* [YOUR TASKS]
1 - In the Oxford 250 article, how would you translate this sentence into Spanish: "Qualifying begins at 1:30 p.m., with the main event expected to end after sunset."?
2 - According to the Oxford 250 article, how many drivers are expected at Oxford Plains Speedway?
3 - Do these statements agree with the Oxford 250 article? (a) Benjamin is from Morrill. (b) Qualifying starts at 3:30 p.m. (c) Ralph Nason is a Waldo County neighbor of Benjamin. For each, answer yes or no and quote the words that decide it.

* [TEXT SECTION]
↓
OXFORD — Back when he was on the endless list of drivers who could only fantasize about winning an AIM Recycling Oxford 250, Travis Benjamin would think out loud, marveling to friends about the accomplishments of Waldo County neighbor Ralph Nason.
“We were getting ready to come over here two years ago and I said to one of my friends, ‘This guy won it three times in a row! How do you do that?’ Now we have the opportunity to try it, cross our fingers,” Benjamin said.
Benjamin, 36, of Morrill, bids Sunday to achieve that measure of regional racing immortality. More than 80 drivers are expected at Oxford Plains Speedway to take aim at his streak. Qualifying begins at 1:30 p.m., with the main event expected to end after sunset.
↑
* [SUPPLIED MATERIAL]
↓
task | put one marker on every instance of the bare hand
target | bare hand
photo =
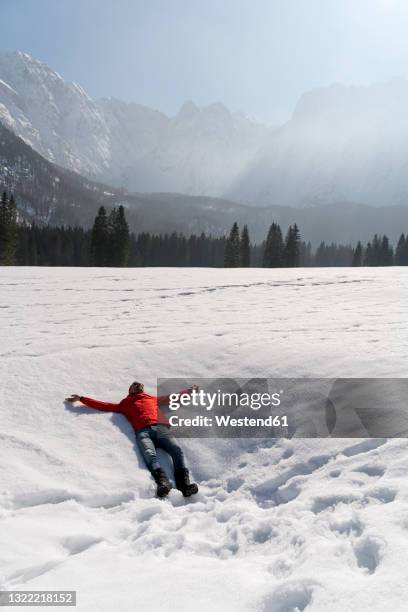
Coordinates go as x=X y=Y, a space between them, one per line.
x=73 y=398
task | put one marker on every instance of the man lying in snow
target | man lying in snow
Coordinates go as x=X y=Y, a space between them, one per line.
x=152 y=432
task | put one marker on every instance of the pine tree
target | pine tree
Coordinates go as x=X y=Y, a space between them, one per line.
x=8 y=230
x=232 y=248
x=274 y=248
x=401 y=253
x=291 y=251
x=368 y=257
x=358 y=255
x=119 y=242
x=386 y=252
x=100 y=239
x=245 y=248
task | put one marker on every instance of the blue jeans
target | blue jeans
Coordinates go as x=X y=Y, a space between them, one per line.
x=158 y=436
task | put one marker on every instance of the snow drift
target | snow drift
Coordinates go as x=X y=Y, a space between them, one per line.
x=278 y=525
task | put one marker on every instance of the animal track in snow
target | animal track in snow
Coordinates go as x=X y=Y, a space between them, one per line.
x=293 y=596
x=368 y=552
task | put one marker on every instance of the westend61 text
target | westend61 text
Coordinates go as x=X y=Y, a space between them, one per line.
x=228 y=421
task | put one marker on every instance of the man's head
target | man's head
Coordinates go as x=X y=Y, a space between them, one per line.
x=136 y=387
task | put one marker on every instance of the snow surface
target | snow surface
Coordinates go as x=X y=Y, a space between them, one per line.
x=278 y=526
↑
* [LIST OF SOLUTIONS]
1 - La clasificación comienza a la 1:30 p. m., y se espera que la carrera principal termine después de la puesta del sol.

2 - More than 80 drivers.

3 -
(a) Yes: "Benjamin, 36, of Morrill"
(b) No: "Qualifying begins at 1:30 p.m."
(c) Yes: "Waldo County neighbor Ralph Nason"